EXCERPTED PASSAGE:
+ + + +

Quoting from parts of the article -
G: How important are visual aesthetics to your music, and how are you involved in that process?
CW: I’m realizing that my music is all visual. I approach music more like painting and graphic design — taking colors and shapes of sounds, chords, notes, texture, bass, and connecting and overlapping them until it feels right. I just hear it and do it. I’m not thinking about music as a thing, just sound as a feeling and images in the imagination.
My work now is more visual also in a literal sense. I’m making these audiovisual pieces from the ground up — shooting, editing, and adjusting color. It feels good, like the sounds and images have created a home together.
G: Can you talk separately about two of the most positive experiences you’ve had with listening to music and creating music?
CW: When I was 13, the music of Jimi Hendrix was the most amazing thing I had ever heard. It was like hearing someone make the music you had been listening to in you dreams. I knew I was going to play guitar for the rest of my life after listening to Hendrix, especially “Machine Gun” from Band of Gypsys Live at the Fillmore East.
I love John Coltrane. He’s another artist that I feel a very deep connection with. And I love his work with McCoy Tyner. The way he voices chords is just so beautiful. I can’t see Coltrane since he’s passed, but being able to see McCoy Tyner at Yoshi’s was so incredible. When I’m old, maybe I’ll just play some far-out jazz.
Creating Ocean Fire with Ryuichi Sakamoto was pretty surreal. It was the first time we ever met, and we recorded in his New York studio for hours. Pure sound communication. No speaking, only listening and responding with sound.
Playing my first show in Tokyo was a really amazing experience. Every show teaches you something, but this one really stood out. In the middle of my set, I looked up and felt this incredible feeling, like a validation of everything I wanted to do in my life. I could feel the audience connecting to the sound, and it was just so clear to me that I’m here to create and bring people together in this way.
G: What differences or similarities do you experience when collaborating versus recording by yourself? Do you prefer one to the other?
CW: I love collaboration because it always shows me something new about my own practice and how I communicate and relate to others. But I also love working solo, because it always shows me new things about myself that I would not discover outside of a creative process that is solely my responsibility. For me, it’s about setting an intention and designing a process around that. If the project calls for collaboration, I’ll do that. One thought that often goes through my mind that’s related to this is that, really, everything is a collaboration. You are always in collaboration with the universe around you. It’s all consciousness and I am one part of this incredible whole.

+ + + +

PROVIDED INFORMATION:

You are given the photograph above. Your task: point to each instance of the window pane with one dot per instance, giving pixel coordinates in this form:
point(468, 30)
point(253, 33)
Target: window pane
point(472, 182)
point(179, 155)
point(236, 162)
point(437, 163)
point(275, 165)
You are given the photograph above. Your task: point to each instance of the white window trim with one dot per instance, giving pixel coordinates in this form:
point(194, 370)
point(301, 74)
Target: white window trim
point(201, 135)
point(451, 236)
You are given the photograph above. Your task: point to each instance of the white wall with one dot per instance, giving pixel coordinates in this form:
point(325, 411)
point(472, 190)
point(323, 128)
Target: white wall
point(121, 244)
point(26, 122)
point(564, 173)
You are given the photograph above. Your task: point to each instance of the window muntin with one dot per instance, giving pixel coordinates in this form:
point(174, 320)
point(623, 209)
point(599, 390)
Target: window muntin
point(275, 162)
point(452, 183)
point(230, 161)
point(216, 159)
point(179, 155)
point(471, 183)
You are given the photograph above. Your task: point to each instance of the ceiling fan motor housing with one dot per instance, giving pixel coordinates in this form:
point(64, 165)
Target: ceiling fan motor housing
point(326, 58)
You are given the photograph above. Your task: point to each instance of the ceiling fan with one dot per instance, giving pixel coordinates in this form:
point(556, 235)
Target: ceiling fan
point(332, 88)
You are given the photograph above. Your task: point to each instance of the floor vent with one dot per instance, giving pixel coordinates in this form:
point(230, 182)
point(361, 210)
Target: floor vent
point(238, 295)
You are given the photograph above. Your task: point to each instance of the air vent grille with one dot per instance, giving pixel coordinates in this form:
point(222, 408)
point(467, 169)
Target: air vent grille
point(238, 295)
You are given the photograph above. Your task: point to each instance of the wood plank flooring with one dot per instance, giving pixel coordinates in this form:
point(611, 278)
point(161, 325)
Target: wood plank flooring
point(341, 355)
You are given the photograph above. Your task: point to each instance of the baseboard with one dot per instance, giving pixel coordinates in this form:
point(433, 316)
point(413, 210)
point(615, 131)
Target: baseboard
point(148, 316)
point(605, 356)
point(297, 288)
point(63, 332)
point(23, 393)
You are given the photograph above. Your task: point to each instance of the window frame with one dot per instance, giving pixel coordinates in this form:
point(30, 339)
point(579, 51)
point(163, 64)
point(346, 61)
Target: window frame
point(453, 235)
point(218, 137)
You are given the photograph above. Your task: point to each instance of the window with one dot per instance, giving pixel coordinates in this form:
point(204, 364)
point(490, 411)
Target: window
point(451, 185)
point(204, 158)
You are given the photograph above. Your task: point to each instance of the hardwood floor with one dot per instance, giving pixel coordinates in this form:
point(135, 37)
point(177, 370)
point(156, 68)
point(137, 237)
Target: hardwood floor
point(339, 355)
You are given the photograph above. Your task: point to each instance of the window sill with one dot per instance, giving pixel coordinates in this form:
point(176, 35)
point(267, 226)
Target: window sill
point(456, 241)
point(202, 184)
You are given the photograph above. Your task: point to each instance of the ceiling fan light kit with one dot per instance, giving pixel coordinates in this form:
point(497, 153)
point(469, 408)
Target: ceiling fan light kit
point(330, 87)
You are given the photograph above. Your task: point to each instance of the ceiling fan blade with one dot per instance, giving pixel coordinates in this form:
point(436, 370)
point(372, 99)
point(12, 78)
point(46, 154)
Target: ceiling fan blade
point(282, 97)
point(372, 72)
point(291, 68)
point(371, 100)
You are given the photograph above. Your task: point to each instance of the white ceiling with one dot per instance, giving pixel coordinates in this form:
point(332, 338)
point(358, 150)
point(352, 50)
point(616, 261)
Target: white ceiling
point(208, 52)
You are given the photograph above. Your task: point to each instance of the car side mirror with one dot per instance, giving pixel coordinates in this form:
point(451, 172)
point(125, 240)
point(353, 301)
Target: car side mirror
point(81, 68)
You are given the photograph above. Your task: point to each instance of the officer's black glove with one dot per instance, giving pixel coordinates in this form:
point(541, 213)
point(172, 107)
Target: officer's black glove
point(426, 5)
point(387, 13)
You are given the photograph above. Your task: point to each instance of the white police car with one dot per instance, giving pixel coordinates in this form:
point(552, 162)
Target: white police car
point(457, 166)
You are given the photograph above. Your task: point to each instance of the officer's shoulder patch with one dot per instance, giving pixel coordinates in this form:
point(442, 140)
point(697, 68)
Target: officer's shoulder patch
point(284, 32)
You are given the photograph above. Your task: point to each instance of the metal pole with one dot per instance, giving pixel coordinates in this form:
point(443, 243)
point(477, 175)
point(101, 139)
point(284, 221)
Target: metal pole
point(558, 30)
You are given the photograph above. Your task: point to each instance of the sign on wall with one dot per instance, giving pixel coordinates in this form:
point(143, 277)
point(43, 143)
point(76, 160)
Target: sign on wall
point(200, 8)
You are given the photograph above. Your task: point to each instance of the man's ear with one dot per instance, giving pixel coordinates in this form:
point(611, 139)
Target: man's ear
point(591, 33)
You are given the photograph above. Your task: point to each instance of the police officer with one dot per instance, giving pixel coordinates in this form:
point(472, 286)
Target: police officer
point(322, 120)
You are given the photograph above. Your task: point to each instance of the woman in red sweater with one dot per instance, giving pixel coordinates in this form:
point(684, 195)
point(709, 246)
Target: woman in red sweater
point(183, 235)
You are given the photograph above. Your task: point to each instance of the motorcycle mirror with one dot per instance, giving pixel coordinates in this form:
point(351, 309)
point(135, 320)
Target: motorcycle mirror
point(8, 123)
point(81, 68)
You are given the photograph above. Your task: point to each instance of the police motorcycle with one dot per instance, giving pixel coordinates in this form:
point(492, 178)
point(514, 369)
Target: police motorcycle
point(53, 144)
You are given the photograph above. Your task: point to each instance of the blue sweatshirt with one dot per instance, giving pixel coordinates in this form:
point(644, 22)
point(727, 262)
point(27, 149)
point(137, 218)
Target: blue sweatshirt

+ + + +

Extend the interview excerpt above about music, visuals, and collaboration, starting after its final answer.

You can read the entire post here.
Since I was 13 years old I’ve dreamed about the power of art, sound and light, to transform oneself and inspire a space of loving change in the world. Music and images can be very strong medicine. So far in my life, this project, released today, is my biggest contribution to that vision. This is a visual album I call OPENING, and I hope you enjoy it.
FACT Magazine is streaming the music of my upcoming visual album OPENING -
So happy to share this with you. Full film is released SEPT 2 streaming from vimeo and my website - http://www.christopherwillits.com/opening
From the article -
The San Francisco multimedia artist brings it all together on his latest album.
Christopher Willits has spent over a decade exploring ambient soundscapes, collaborating with the likes of Kid606, Death Grips’ Zach Hill and Ryuichi Sakamoto, and working in photography, video and other mediums.
His latest work, OPENING, is a audio-visual project that brings many of these threads together, combining seven ambient tracks, 45 minutes of visual, seven photographs and a “multi-sensory, multiple channel live performance.” “Sound and light can transform and inspire our imaginations,” he says. “It can be used as a tool to awaken our consciousness.”
Along with his richly textured compositions, OPENING includes an abstract narrative film built from images and footage from his travels in California, Hawaii, Japan and Thailand, in what press materials describe as Planet Earth meets Koyaanisqatsi.